▶ **Exercise aim**: Turn everything in the listing from the line containing "bedspread in this photo, one line per instance." down to the end of the listing into a numbered list, with any blank lines dropped.

[Point-based annotation listing]
___

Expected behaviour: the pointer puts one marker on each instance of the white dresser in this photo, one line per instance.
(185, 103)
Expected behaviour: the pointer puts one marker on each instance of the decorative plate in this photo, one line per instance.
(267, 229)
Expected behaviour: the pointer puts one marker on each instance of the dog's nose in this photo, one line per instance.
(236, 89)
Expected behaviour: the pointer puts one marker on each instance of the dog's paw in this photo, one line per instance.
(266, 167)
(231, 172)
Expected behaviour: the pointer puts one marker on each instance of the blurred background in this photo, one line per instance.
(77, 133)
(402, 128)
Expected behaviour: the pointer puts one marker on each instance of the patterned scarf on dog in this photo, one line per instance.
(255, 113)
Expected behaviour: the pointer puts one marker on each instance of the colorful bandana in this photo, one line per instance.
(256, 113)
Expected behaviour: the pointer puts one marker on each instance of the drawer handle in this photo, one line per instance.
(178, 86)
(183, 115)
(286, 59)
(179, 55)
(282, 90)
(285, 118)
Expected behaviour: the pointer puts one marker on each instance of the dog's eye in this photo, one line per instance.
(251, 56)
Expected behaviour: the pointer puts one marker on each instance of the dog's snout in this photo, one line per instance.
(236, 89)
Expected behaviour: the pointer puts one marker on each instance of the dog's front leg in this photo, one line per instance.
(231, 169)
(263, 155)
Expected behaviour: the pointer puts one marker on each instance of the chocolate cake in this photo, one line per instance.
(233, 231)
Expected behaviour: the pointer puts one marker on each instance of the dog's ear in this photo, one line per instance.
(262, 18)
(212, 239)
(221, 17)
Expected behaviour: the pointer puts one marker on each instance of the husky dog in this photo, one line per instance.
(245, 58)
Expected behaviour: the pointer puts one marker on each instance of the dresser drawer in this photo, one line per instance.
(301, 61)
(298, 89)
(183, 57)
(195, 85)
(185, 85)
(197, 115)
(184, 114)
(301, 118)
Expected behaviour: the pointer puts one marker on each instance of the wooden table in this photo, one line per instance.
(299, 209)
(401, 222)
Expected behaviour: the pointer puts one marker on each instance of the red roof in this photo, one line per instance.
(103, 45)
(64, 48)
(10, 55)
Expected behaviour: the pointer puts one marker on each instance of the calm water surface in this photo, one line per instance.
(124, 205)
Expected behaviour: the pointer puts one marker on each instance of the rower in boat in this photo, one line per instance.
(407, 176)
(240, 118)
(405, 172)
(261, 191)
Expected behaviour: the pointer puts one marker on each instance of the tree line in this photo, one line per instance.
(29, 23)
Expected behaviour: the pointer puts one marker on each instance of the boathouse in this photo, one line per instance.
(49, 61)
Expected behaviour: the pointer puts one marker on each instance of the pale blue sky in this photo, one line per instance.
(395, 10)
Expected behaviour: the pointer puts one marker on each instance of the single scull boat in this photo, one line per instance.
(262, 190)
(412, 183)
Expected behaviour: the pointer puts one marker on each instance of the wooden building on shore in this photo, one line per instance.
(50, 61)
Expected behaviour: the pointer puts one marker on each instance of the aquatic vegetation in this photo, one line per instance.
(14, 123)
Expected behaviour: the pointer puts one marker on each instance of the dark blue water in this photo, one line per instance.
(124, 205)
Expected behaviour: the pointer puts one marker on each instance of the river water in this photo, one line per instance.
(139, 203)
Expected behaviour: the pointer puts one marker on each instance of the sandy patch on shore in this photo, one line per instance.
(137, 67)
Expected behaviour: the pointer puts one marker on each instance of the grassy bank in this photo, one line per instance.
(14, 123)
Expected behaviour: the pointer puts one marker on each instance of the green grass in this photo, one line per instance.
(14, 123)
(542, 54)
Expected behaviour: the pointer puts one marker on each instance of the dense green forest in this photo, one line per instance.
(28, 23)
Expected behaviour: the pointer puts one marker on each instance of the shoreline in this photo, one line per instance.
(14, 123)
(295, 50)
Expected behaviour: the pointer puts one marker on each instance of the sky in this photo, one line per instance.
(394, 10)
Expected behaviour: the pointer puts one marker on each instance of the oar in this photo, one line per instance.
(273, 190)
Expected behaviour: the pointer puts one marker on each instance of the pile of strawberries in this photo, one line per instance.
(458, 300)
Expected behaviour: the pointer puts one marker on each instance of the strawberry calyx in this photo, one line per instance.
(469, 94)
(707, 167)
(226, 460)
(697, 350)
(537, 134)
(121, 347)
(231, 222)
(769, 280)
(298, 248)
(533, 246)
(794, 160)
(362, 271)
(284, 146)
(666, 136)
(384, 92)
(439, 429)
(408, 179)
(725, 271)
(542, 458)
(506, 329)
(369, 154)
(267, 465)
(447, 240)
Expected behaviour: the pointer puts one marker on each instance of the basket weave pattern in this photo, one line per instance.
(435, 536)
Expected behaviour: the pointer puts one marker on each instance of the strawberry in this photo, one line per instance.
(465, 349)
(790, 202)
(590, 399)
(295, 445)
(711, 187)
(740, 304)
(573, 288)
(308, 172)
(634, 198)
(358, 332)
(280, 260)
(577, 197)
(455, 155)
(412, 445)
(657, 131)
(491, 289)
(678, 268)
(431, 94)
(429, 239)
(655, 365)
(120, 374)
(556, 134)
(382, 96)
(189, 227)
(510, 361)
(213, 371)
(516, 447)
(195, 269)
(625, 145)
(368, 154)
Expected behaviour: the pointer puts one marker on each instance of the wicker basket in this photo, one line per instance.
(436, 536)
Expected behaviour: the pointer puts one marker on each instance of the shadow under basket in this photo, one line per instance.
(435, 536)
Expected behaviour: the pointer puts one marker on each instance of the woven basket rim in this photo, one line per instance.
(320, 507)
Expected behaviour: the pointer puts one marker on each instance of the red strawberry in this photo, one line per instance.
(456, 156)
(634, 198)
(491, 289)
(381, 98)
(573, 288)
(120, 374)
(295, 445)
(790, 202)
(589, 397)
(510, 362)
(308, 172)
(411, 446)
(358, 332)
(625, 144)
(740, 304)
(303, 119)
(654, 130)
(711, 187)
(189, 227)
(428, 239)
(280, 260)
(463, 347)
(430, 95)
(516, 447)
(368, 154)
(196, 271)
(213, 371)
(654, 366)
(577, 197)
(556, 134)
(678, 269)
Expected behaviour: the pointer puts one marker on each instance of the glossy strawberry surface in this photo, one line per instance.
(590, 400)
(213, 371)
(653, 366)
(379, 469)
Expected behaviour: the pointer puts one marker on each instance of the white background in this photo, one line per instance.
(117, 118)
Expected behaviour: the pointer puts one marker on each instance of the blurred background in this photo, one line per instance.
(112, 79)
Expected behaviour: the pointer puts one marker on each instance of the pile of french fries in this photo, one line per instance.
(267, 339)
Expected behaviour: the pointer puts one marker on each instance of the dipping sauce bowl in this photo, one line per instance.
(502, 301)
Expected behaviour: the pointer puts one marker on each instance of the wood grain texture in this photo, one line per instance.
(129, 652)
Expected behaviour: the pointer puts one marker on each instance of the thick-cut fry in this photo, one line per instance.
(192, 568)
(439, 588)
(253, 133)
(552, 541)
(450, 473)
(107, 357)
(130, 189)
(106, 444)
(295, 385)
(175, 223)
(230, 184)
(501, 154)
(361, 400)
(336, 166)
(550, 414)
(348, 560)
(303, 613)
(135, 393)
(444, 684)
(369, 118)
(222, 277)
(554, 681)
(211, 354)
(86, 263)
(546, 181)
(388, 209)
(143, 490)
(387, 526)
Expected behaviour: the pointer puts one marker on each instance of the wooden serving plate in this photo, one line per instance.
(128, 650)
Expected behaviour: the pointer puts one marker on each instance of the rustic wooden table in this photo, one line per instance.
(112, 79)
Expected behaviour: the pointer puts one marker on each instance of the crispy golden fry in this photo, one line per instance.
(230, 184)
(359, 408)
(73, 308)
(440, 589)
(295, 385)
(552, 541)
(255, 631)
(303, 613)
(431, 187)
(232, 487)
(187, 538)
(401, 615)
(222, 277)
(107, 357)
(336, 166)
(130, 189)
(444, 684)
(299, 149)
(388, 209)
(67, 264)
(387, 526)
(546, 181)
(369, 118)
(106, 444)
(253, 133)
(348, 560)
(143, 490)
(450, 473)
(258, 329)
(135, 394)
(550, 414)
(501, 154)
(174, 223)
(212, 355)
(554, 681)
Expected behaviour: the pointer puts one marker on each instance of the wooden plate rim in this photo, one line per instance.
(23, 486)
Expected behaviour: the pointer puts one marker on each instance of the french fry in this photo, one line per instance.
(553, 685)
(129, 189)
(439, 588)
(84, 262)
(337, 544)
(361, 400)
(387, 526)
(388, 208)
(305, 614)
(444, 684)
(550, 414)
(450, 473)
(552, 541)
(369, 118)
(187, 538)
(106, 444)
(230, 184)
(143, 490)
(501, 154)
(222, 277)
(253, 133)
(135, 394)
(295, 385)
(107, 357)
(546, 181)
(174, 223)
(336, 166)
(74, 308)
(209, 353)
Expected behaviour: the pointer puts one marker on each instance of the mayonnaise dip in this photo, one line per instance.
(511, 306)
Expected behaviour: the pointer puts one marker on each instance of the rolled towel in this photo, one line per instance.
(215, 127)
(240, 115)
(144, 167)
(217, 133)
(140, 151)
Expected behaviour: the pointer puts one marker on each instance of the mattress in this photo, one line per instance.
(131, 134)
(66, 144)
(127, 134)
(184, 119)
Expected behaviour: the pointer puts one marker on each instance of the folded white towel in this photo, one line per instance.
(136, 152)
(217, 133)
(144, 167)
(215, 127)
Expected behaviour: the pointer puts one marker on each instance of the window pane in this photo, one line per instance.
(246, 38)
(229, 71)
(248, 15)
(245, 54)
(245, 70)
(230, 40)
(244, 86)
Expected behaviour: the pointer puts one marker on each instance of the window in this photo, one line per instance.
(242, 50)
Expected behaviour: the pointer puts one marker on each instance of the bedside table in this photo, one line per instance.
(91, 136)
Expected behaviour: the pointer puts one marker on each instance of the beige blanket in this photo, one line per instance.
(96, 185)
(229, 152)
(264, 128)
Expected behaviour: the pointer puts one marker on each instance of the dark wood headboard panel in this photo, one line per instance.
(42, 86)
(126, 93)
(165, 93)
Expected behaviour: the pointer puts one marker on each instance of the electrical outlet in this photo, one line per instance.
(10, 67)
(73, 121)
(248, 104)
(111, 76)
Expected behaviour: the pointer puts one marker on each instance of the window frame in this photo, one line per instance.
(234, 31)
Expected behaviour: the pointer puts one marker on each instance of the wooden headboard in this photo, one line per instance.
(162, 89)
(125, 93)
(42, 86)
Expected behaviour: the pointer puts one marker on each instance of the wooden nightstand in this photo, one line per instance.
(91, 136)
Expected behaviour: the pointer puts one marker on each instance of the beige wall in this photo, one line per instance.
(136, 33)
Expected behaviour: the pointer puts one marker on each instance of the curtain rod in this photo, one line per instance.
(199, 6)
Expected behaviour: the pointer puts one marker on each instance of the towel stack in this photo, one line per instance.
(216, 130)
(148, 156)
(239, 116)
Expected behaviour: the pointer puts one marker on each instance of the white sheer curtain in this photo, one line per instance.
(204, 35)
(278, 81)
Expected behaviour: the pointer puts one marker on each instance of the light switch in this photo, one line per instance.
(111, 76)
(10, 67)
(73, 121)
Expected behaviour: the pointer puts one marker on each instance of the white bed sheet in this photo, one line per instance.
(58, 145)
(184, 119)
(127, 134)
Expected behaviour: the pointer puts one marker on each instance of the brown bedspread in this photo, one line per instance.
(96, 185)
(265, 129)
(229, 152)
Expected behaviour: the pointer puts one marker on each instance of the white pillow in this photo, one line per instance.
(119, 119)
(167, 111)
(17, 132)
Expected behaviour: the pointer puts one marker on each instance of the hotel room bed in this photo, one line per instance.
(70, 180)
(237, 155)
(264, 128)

___

▶ **Solved problem**:
1. Expected behaviour: the pointer puts one marker on each instance of the brown bedspread in this photo, one line per instance.
2. (96, 185)
3. (265, 129)
4. (229, 152)
5. Expected behaviour: the pointer puts one marker on each instance of the white pillow in this photo, one line per instance.
6. (119, 119)
7. (167, 111)
8. (17, 132)
9. Expected behaviour: the pointer puts one marker on each instance of the hotel room bed in this photo, one line per instance.
10. (70, 180)
11. (237, 155)
12. (264, 128)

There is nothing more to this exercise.